## Directions for this task
Find every line in the entries below that contains the string "standing", and copy each one out in full. Case counts.

## Provided data
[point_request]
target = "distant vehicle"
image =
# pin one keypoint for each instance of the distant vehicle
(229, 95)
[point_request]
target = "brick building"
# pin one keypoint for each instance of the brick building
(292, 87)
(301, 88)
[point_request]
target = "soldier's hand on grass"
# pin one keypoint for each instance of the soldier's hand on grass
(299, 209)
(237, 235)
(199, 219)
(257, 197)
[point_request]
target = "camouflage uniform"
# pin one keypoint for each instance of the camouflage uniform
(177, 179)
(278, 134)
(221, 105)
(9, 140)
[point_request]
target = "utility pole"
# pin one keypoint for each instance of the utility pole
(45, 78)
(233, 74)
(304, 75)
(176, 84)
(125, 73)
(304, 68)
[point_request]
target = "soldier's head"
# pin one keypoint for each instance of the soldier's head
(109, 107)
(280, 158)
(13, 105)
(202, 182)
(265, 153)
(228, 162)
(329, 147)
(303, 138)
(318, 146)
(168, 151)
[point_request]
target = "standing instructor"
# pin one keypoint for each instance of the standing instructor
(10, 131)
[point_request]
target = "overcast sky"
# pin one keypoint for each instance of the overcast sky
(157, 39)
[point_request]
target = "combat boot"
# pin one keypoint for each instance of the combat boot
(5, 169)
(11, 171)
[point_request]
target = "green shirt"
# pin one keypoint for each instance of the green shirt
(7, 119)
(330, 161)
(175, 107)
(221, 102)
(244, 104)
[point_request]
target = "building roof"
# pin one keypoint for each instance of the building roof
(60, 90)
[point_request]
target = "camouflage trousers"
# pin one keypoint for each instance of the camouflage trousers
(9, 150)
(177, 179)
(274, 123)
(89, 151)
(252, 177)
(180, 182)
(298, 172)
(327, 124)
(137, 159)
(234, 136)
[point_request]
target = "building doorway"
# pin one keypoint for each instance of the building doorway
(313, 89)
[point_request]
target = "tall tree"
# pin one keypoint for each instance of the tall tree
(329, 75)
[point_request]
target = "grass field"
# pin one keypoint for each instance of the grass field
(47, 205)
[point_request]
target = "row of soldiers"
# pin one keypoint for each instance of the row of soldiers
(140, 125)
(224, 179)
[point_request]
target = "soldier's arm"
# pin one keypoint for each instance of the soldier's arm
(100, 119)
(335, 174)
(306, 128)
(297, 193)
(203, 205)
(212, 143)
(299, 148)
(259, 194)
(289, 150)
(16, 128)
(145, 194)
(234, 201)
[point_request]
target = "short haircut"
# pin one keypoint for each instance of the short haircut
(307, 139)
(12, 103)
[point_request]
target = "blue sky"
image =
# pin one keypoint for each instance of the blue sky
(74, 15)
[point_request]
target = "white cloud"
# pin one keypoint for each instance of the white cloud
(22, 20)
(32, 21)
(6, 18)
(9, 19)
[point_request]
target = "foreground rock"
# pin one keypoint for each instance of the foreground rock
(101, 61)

## Right answer
target = "standing instructor"
# pin one keypoint for each instance of the standing instructor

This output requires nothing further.